# SELECTED TEXT
Splitting a string without braking a word

cheesebird · June 17, 2022, 5:25pm

So I’m looking for a way to split a string without breaking a word and came across this which works but not exactly as I need.

orig_s = 'I am a noob in python please can you help me break a string without cutting a word'

from textwrap import wrap

print(wrap(orig_s, 26))

Output…

['I  a noob in python', 'please can you help me', 'break a string without', 'cutting a word']

This is a great module but I need the the first spilt to be 26 and the second to be 40 and even the possibility of a 3rd split if the string is long enough.

Is there anyway to modify textwrap to do this or any alternative suggestions?

cheesebird · June 17, 2022, 6:14pm

Regex to the rescue …

cheese = re.findall('(.{1,26}(?:\s))(.{27,67}(?:\s|$))',orig_s)

print(cheese)

But surely there is a better way?

rob42 · June 17, 2022, 6:53pm

I’m not sure about ‘better’, but have you looked at the .isspace() method? I’m sure that could be used in a loop so that you ‘know’ if your split lands on a space character.

vbrozik · June 17, 2022, 7:18pm

Is this what you need?

from textwrap import wrap

orig_s = 'I am a noob in python please can you help me break a string without cutting a word'
width_first = 26
width_rest = 40

initial_indent = ' ' * (width_rest - width_first)
print('\n'.join(wrap(orig_s, width_rest, initial_indent=initial_indent)))

              I am a noob in python
please can you help me break a string
without cutting a word

If you do not want the spaces at the beginning, remove them using the str.lstrip() method.

vbrozik · June 17, 2022, 7:34pm

Regex is a good idea as a simple solution for this (for short texts, not megabytes) but for more than two lines you will need to apply it repeatedly in a loop to split the string to a line and the rest which will be split in the next iteration.

# COLLECTED DATA
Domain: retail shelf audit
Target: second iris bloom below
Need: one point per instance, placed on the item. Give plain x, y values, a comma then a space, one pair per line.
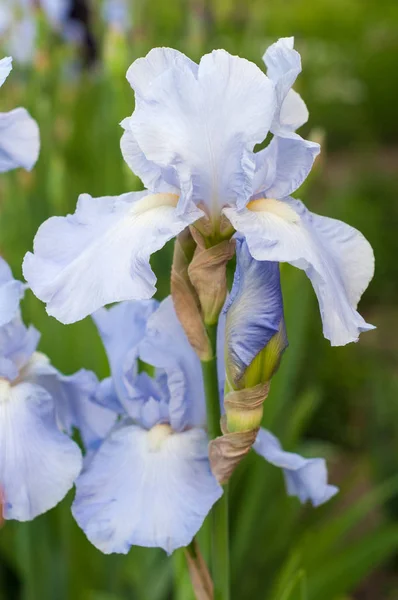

# YOUR TASK
Write out the entire forum thread above about splitting a string without breaking a word, word for word, with nothing changed.

# FINISHED EXERCISE
Splitting a string without braking a word

cheesebird · June 17, 2022, 5:25pm

So I’m looking for a way to split a string without breaking a word and came across this which works but not exactly as I need.

orig_s = 'I am a noob in python please can you help me break a string without cutting a word'

from textwrap import wrap

print(wrap(orig_s, 26))

Output…

['I  a noob in python', 'please can you help me', 'break a string without', 'cutting a word']

This is a great module but I need the the first spilt to be 26 and the second to be 40 and even the possibility of a 3rd split if the string is long enough.

Is there anyway to modify textwrap to do this or any alternative suggestions?

cheesebird · June 17, 2022, 6:14pm

Regex to the rescue …

cheese = re.findall('(.{1,26}(?:\s))(.{27,67}(?:\s|$))',orig_s)

print(cheese)

But surely there is a better way?

rob42 · June 17, 2022, 6:53pm

I’m not sure about ‘better’, but have you looked at the .isspace() method? I’m sure that could be used in a loop so that you ‘know’ if your split lands on a space character.

vbrozik · June 17, 2022, 7:18pm

Is this what you need?

from textwrap import wrap

orig_s = 'I am a noob in python please can you help me break a string without cutting a word'
width_first = 26
width_rest = 40

initial_indent = ' ' * (width_rest - width_first)
print('\n'.join(wrap(orig_s, width_rest, initial_indent=initial_indent)))

              I am a noob in python
please can you help me break a string
without cutting a word

If you do not want the spaces at the beginning, remove them using the str.lstrip() method.

vbrozik · June 17, 2022, 7:34pm

Regex is a good idea as a simple solution for this (for short texts, not megabytes) but for more than two lines you will need to apply it repeatedly in a loop to split the string to a line and the rest which will be split in the next iteration.